▶ **Given text**:
You may first notice signs that your child has eczema as early as one to four months of age, appearing as a red, raised rash usually on the face, behind the knees and in the bends of elbows.  The rash is typically very itchy, and with time, may spread and / or  lead to an infection. The patches can range from small and mild to extremely itchy, which may make a small child irritable.

While the exact cause of eczema is not known, the tendency to have eczema is often inherited.  Allergens or irritants in the environment, such as winter weather, pollen or certain foods, can trigger the rash. For most infants and small children, eczema improves during childhood. In the meantime, however, parents should help reduce the triggers that cause eczema outbreaks and control the itch to prevent infection.

Managing Eczema 

While there is no cure for eczema at this time, there is treatment. Talk to your Pediatric provider at Lockman & Lubell Pediatric Associates  about ways to alleviate itching and reduce the rash. Minimizing how often a child scratches the rash is especially important as the more the child scratches, the greater the risk of infection.

To prevent flare-ups and help your child cope with eczema, parents should follow these tips:

  • Under your doctor’s direction you can use an antihistamine to relieve itching and reduce scratching.

▶ **Source data**:

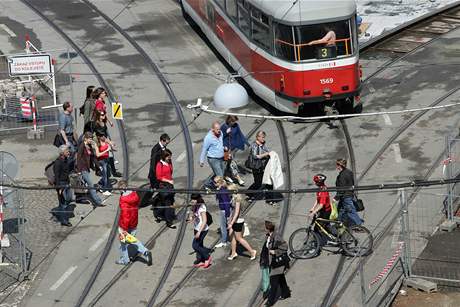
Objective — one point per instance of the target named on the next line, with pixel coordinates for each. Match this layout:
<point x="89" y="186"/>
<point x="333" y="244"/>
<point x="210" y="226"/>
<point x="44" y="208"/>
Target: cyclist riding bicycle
<point x="322" y="207"/>
<point x="323" y="201"/>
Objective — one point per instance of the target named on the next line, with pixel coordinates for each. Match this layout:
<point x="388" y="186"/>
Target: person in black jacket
<point x="276" y="246"/>
<point x="347" y="211"/>
<point x="155" y="156"/>
<point x="61" y="169"/>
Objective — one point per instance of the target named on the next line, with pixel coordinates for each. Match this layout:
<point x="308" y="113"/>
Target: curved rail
<point x="121" y="130"/>
<point x="188" y="142"/>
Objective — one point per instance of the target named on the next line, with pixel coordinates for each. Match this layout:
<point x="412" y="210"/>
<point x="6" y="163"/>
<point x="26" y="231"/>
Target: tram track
<point x="188" y="142"/>
<point x="367" y="48"/>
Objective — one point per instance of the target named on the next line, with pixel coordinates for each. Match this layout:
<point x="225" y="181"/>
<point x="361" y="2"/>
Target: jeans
<point x="223" y="227"/>
<point x="347" y="212"/>
<point x="202" y="253"/>
<point x="277" y="281"/>
<point x="124" y="257"/>
<point x="92" y="192"/>
<point x="105" y="178"/>
<point x="217" y="166"/>
<point x="64" y="200"/>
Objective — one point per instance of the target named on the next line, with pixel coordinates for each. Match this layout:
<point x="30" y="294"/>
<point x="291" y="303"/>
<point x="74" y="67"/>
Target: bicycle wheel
<point x="357" y="241"/>
<point x="304" y="243"/>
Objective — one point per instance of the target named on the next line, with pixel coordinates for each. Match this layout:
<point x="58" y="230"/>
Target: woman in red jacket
<point x="163" y="171"/>
<point x="127" y="223"/>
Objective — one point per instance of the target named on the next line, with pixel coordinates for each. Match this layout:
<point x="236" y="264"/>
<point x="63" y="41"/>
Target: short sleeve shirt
<point x="66" y="122"/>
<point x="198" y="219"/>
<point x="322" y="197"/>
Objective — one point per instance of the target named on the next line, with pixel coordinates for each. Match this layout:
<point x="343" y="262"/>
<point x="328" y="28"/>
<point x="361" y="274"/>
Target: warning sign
<point x="117" y="110"/>
<point x="29" y="65"/>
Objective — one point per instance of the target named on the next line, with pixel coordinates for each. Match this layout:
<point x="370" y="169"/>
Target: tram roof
<point x="306" y="11"/>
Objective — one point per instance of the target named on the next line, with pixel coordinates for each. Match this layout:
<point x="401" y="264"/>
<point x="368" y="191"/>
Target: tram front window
<point x="328" y="40"/>
<point x="284" y="42"/>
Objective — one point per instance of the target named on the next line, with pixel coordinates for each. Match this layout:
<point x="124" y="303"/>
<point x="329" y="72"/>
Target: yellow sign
<point x="117" y="110"/>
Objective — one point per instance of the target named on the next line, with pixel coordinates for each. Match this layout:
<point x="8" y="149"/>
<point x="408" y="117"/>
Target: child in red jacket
<point x="127" y="223"/>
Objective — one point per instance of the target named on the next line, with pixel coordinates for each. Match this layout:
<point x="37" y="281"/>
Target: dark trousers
<point x="166" y="199"/>
<point x="202" y="252"/>
<point x="268" y="195"/>
<point x="256" y="185"/>
<point x="276" y="282"/>
<point x="64" y="199"/>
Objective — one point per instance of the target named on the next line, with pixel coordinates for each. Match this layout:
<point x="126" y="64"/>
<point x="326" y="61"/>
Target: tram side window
<point x="231" y="9"/>
<point x="284" y="42"/>
<point x="260" y="28"/>
<point x="243" y="19"/>
<point x="309" y="38"/>
<point x="221" y="3"/>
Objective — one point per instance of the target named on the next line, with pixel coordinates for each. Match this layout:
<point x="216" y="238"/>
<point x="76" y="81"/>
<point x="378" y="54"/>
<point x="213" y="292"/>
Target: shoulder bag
<point x="358" y="203"/>
<point x="281" y="260"/>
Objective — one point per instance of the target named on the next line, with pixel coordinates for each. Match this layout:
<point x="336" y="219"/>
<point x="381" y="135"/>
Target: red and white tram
<point x="271" y="44"/>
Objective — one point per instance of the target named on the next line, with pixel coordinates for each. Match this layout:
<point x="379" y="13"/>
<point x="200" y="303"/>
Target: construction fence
<point x="409" y="244"/>
<point x="28" y="102"/>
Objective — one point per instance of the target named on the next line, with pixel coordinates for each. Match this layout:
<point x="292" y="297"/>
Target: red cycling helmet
<point x="319" y="179"/>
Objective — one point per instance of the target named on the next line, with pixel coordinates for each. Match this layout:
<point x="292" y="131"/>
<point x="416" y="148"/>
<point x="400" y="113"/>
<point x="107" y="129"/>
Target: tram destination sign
<point x="33" y="64"/>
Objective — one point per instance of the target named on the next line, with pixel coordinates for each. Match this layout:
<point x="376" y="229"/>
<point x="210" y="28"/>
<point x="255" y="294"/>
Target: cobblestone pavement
<point x="42" y="235"/>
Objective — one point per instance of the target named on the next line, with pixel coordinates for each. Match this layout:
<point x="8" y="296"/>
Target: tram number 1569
<point x="326" y="80"/>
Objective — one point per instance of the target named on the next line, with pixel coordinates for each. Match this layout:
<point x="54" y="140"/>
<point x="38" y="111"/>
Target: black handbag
<point x="255" y="164"/>
<point x="58" y="140"/>
<point x="359" y="205"/>
<point x="281" y="260"/>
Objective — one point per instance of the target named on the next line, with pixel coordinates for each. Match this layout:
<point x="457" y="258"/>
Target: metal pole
<point x="361" y="278"/>
<point x="53" y="81"/>
<point x="405" y="230"/>
<point x="449" y="176"/>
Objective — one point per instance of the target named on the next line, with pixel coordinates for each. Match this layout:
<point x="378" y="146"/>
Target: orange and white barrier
<point x="388" y="266"/>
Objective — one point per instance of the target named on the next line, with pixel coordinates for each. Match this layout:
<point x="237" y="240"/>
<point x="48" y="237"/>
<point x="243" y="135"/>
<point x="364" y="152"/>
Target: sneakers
<point x="207" y="263"/>
<point x="148" y="254"/>
<point x="221" y="244"/>
<point x="231" y="257"/>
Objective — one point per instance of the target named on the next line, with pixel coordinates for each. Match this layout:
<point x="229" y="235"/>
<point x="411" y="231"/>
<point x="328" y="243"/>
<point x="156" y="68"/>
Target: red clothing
<point x="163" y="171"/>
<point x="322" y="197"/>
<point x="101" y="149"/>
<point x="129" y="207"/>
<point x="100" y="105"/>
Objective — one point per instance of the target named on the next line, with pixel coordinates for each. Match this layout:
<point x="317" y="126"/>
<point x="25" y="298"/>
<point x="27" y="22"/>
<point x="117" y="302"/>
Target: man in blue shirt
<point x="213" y="150"/>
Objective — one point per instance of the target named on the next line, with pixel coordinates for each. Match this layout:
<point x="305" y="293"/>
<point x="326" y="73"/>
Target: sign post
<point x="117" y="110"/>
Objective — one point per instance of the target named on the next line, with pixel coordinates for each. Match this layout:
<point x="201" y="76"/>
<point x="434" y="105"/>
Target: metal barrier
<point x="13" y="252"/>
<point x="452" y="169"/>
<point x="433" y="252"/>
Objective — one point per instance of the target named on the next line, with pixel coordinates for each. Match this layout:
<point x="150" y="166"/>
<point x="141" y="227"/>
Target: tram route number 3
<point x="326" y="80"/>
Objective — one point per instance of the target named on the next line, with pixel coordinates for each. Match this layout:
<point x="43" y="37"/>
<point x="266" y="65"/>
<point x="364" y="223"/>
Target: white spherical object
<point x="230" y="95"/>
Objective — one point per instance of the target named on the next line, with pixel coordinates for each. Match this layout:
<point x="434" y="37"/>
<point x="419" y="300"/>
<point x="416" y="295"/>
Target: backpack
<point x="82" y="109"/>
<point x="49" y="173"/>
<point x="334" y="213"/>
<point x="209" y="220"/>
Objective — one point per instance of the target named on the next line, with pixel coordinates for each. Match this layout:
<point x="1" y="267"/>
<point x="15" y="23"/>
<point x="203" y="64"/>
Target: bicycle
<point x="305" y="242"/>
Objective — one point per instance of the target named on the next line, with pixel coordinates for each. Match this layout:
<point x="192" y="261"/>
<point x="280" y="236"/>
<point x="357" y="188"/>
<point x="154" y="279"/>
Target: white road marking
<point x="397" y="152"/>
<point x="182" y="156"/>
<point x="387" y="120"/>
<point x="99" y="242"/>
<point x="8" y="30"/>
<point x="371" y="88"/>
<point x="64" y="276"/>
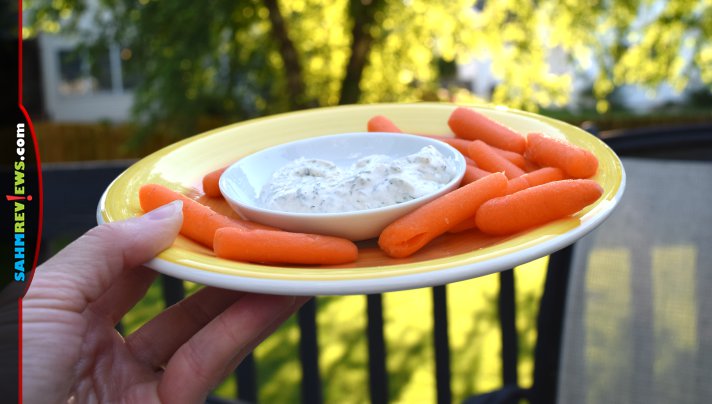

▶ **Tasks for this exercise**:
**a.** According to the text on childhood eczema, at what age may the first signs of eczema appear?
**b.** Reproduce word for word the stretch of the eczema text from "To prevent flare-ups" through "and reduce scratching.".
**c.** Carry the text on childhood eczema forward from its last line.

▶ **Answers for each item**:
**a.** As early as one to four months of age.

**b.**
To prevent flare-ups and help your child cope with eczema, parents should follow these tips:

  • Under your doctor’s direction you can use an antihistamine to relieve itching and reduce scratching.

**c.**
  • Minimize nighttime itching by having child sleep in long-sleeved clothing.
  • Apply anti-inflammatory medications, like 1% hydrocortisone, under your doctor's direction to reduce inflammation.
  • Use mild soaps, for example Dove Sensitive, Tone or Caress ( among others) during bathing, and avoid frequent, hot baths, as it will dry out the child’s skin.
  • Speak with your child's healthcare provider about the " Soak and Seal" method of moisturizing the skin.
  • Avoid triggers that aggravate eczema, such as rapid changes in temperature, abrasive wash cloths, wool clothing, and for some childre specific foods or allery exposures. 

Many kids will outgrow atopic dermatitis, but it is still important to treat the condition right away to keep it from getting worse. Work with team at Lockman & Lubell Pediatric Associates to find the best combination of skin care strategies and medications to ease the itch and inflammation and keep infection at bay.